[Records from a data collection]
========================================

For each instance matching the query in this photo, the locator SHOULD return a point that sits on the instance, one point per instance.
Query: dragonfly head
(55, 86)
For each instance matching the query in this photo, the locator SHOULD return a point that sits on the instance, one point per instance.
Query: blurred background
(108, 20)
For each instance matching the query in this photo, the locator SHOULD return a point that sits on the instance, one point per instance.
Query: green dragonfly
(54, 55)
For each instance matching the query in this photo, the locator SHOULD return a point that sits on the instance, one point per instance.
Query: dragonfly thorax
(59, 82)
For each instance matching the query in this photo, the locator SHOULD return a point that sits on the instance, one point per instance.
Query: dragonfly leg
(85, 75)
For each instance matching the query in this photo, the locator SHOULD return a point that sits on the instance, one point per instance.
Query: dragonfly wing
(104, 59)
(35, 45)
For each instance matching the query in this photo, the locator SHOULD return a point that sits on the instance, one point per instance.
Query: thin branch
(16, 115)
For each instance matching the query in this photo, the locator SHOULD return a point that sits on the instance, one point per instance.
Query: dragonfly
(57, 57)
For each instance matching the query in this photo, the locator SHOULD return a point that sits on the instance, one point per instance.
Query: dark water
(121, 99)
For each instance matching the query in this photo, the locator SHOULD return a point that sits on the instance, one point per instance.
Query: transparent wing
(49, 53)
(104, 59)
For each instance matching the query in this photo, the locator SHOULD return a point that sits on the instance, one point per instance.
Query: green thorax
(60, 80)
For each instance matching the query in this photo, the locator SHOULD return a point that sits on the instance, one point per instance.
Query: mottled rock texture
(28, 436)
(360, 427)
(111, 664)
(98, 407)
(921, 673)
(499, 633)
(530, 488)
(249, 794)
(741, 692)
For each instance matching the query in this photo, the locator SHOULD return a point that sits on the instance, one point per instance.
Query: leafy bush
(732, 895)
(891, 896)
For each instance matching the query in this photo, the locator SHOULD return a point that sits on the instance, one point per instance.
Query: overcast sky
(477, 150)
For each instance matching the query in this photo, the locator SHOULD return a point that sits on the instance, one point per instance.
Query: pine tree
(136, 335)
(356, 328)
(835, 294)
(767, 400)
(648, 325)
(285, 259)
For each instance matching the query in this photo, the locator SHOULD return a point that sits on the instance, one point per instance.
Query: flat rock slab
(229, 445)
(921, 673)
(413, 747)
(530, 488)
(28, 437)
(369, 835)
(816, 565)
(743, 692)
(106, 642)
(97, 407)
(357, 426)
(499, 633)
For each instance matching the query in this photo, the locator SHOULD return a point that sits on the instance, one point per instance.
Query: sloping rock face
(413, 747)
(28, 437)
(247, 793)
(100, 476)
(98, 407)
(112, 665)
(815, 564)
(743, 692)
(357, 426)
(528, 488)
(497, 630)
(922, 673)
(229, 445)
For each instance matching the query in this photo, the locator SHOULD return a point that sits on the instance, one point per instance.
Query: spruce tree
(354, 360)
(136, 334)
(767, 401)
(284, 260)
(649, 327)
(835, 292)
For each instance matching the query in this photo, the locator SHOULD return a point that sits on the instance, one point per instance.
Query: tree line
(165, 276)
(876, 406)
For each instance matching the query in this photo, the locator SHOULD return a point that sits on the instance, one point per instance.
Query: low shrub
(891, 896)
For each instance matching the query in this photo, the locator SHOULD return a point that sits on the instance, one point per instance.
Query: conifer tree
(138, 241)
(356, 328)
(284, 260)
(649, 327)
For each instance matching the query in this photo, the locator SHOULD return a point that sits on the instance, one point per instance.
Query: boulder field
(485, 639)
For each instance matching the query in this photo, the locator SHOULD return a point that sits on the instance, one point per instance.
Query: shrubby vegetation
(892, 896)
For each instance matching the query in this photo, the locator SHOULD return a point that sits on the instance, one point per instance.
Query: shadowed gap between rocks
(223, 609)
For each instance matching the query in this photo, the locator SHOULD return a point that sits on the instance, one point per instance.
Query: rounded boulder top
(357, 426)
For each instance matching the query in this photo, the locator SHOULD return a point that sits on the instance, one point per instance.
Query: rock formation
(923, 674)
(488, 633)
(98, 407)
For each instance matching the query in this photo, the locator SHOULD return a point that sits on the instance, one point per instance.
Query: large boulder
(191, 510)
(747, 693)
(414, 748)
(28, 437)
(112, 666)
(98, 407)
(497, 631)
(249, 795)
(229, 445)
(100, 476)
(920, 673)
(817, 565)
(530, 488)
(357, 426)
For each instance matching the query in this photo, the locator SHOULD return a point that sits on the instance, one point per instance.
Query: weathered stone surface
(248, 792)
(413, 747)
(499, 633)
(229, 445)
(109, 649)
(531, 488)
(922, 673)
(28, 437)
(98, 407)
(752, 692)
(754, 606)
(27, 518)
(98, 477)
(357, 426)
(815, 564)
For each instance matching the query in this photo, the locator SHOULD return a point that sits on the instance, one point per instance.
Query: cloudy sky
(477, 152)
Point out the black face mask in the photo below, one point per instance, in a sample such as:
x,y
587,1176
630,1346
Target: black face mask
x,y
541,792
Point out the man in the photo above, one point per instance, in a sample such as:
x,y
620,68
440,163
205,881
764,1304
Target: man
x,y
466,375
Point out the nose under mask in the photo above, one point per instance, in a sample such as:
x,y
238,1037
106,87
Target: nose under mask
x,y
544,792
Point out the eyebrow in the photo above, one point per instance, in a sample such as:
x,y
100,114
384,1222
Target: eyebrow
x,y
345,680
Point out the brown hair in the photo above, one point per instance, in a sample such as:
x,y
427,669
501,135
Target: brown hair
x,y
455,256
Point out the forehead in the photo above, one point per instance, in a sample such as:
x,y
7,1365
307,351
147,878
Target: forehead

========================================

▶ [Exercise requirements] Print the records above exactly as they appear.

▶ [Completed task]
For each instance matching the query in this photo, the locator SHOULD return a point that sits on the instance, one point per instance.
Query: dragonfly head
(55, 86)
For each instance matching the query in this photo, the locator SHOULD return a point that sits on the instance, one point per instance.
Query: blurred background
(108, 20)
For each instance matching the query in this photo, the locator SHOULD return a point that sits on the instance, one point per instance.
Query: green dragonfly
(54, 55)
For each instance matching the query in this photo, the locator SHOULD return a point that sits on the instance, one point per instance.
Query: dragonfly thorax
(59, 82)
For each instance matching the query in this photo, the locator SHOULD return a point that sits on the instance, one point per instance.
Query: dragonfly leg
(85, 75)
For each instance matching the query in this photo, the locator SHOULD return a point that sits on the instance, one point per instance.
Query: dragonfly wing
(104, 59)
(35, 45)
For each instance matching the query in this photo, the locator SHOULD return a point that sits on the instance, one point per instance.
Query: thin branch
(16, 115)
For each instance matching the query in this photo, the locator SHOULD return a point that sits on the instance, one point per instance.
Query: dragonfly
(57, 57)
For each instance matching the query in this photo, the locator SHOULD return a point that sits on the instance, one point per instance.
Query: dark water
(121, 99)
For each instance matching the query in this photo, the locator SHOULD return a point that sits on the instance, one point per instance.
Query: transparent wing
(49, 53)
(104, 59)
For each instance matching the query in this photo, the locator SHOULD return a point that sits on the instance, one point per instance.
Query: green thorax
(60, 80)
For each instance matching the query in this photo, the locator SHOULD return a point that sits on the instance, one point per instance.
Query: mottled rock texture
(28, 436)
(360, 427)
(111, 664)
(98, 407)
(921, 673)
(499, 633)
(530, 488)
(249, 794)
(741, 692)
For each instance matching the query in this photo, the locator SHOULD return a point that sits on the instance, one point per instance.
Query: leafy bush
(732, 895)
(891, 896)
For each instance matching the query in this photo, the locator SHOULD return a point that sits on the instance, one point per instance.
Query: overcast sky
(477, 150)
For each instance matching the query in this photo, the locator SHOULD return a point that sits on the instance, one point per instance.
Query: pine tree
(136, 335)
(356, 328)
(835, 294)
(767, 400)
(648, 325)
(285, 259)
For each instance matching the query in this photo, the locator SHOULD return a point that sits on the instance, one point per instance.
Query: flat rock slab
(229, 445)
(921, 673)
(413, 747)
(530, 488)
(28, 437)
(369, 835)
(816, 565)
(743, 692)
(106, 642)
(97, 407)
(357, 426)
(499, 633)
For each instance matching the query in this photo, the locator SHOULD return a point that sits on the instance, one point per instance.
Query: sloping rock face
(413, 747)
(28, 437)
(247, 793)
(100, 476)
(98, 407)
(112, 665)
(815, 564)
(743, 692)
(357, 426)
(528, 488)
(497, 630)
(922, 673)
(229, 445)
For each instance matching the query in this photo, the locator SHOULD return a point that sits on the instance, one point per instance.
Query: spruce tree
(354, 360)
(136, 334)
(767, 401)
(284, 260)
(649, 327)
(835, 292)
For each instance matching the query in this photo, the locator SHOULD return a point that sits on the instance, one point per instance.
Query: tree line
(165, 276)
(876, 406)
For each instance matching the query in this photo, the locator SHOULD return a point that sits on the instance, one point per instance.
Query: low shrub
(891, 896)
For each instance matching the query in this photo, the locator SHOULD return a point that sits on the instance, one point per instance.
Query: conifer tree
(138, 241)
(356, 328)
(284, 260)
(649, 327)
For each instance matching the query in this photo, the locator SHOULD return a point that sits on the instance, one point per instance.
Query: boulder field
(485, 639)
For each instance matching the query in this photo, the locator SHOULD return a point that sits on the instance, one point per instance.
Query: shrubby vegetation
(892, 896)
For each instance matching the query in this photo, the locator SHOULD return a point that sits on the instance, one point per instance.
Query: shadowed gap between rocks
(223, 609)
For each instance matching the query in this photo, the locator SHOULD return a point that sits on the instance, one point per instance.
Query: rounded boulder top
(357, 426)
For each instance matching the query in this photo, the locator SHOULD return a point that sits on the instance, one point per instance.
Query: rock formation
(923, 674)
(488, 633)
(98, 407)
For each instance matching the query in this photo, the locator SHOULD return a point that sits on the instance, one point per instance.
Query: large boulder
(191, 510)
(747, 693)
(414, 748)
(28, 437)
(112, 666)
(98, 407)
(497, 631)
(249, 795)
(229, 445)
(100, 476)
(920, 673)
(817, 565)
(530, 488)
(357, 426)
For each instance matching the query in this photo, the locator SHOULD return a point that sits on the instance, one point per instance.
Query: weathered stone surface
(248, 792)
(413, 747)
(499, 633)
(229, 445)
(109, 649)
(531, 488)
(922, 673)
(28, 437)
(98, 407)
(752, 692)
(754, 606)
(27, 518)
(98, 477)
(357, 426)
(815, 564)
For each instance matching the query in this photo, the locator SHOULD return a point that sits on the instance, one point per instance.
Query: cloudy sky
(477, 152)
Point out the black face mask in the photo below, one point per instance, in a sample such as:
x,y
587,1176
630,1346
Target: black face mask
x,y
541,792
Point out the man in the photo above, one point per instance, in a sample such as:
x,y
620,68
440,163
205,881
764,1304
Target: man
x,y
466,375
Point out the nose under mask in the photo above, one point per instance, in a sample such as:
x,y
238,1037
106,87
Target: nose under mask
x,y
544,792
Point out the eyebrow in the photo above, one point per instance, in a sample such as:
x,y
100,114
384,1222
Target: eyebrow
x,y
345,680
Point out the brown hair in the photo above, one point per instance, in a sample such as:
x,y
427,669
501,135
Target: brown hair
x,y
455,256
Point out the forehead in the photo above, one point per instance, in a sample such as:
x,y
7,1365
307,351
147,878
Target: forehead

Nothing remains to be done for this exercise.